[The problem]: According to the forum thread below, how many pages does the OlmOCR demo page let you OCR?

[Excerpted text]:

========

OlmOCR: Open-source tool to extract plain text from PDFs
9 comments
·February 25, 2025TZubiri
It's amazing how of these solutions exist.
Such a hard problem that we create for ourselves.
zitterbewegung
Would like to know how this compares to https://github.com/tesseract-ocr/tesseract
rahimnathwani
Tesseract is multilingual.
Tesseract extracts all text from doc, without trying to fix reading order.
Tesseract runs in many more places, as it doesn't require a GPU.
Tesseract's pure text output tends to have a lot of extra bits, e.g. bits of text that appear in diagrams. Good as a starting point and fine for most downstream tasks.
jesuslop
and mathpix
rahimnathwani
Wow. The Mathpix mobile app has support for reading two column PDFs as a single column.
You can't run it locally, though, right?
kergonath
> The Mathpix mobile app has support for reading two column PDFs as a single column.
Mathpix is what gave the best results when I tried a whole bunch of OCR solutions on technical PDFs (multi-column with diagrams, figures and equations). It is brilliant.
> You can't run it locally, though, right?
Unfortunately, no. Which is a shame because I also have confidential documents to OCR and there is no way I put them on someone else’s cloud.
xz18r
Why exactly does this need to be AI? OCR was a thing way before the boom and works pretty fine, usually. Seems like overkill.
rahimnathwani
Look at pages 18-20 of the technical report. I don't know of any non-AI OCR that can do as good a job as that.
Good:
- no cloud service required, can run on local Nvidia GPU
- outputs a single stream of text with the correct reading order (even for multi column PDF)
- recognizes handwriting and stuff
Bad:
- doesn't seem to extract the text within diagrams (which I guess is fine because that text would be useless to an LLM)
OP is the demo page, which lets you OCR 10 pages.
The code needs an Nvidia GPU to run: https://github.com/allenai/olmocr
Not sure if the VRAM requirements because I haven't tried running locally yet.

========

[Data]:
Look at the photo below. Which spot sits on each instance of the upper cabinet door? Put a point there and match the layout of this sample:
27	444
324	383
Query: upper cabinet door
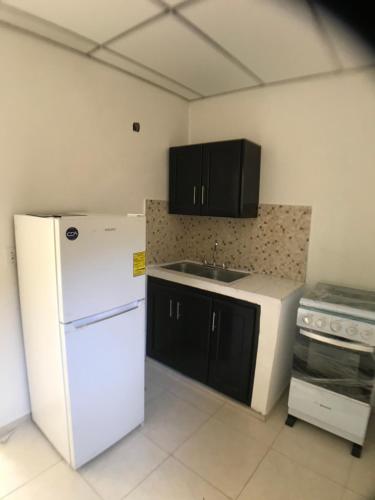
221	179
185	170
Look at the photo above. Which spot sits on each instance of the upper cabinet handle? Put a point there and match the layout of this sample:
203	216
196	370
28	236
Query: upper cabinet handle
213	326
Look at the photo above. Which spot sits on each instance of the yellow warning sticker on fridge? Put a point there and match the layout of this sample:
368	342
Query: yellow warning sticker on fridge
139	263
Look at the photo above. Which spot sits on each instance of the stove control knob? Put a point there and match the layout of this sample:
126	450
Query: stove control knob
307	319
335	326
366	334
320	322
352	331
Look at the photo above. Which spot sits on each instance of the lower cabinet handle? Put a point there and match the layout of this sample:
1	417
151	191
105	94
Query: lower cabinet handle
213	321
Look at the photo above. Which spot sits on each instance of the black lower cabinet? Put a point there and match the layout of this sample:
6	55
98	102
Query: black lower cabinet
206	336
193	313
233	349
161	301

========

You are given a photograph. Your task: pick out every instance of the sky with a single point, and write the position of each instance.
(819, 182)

========

[Result below]: 10 pages.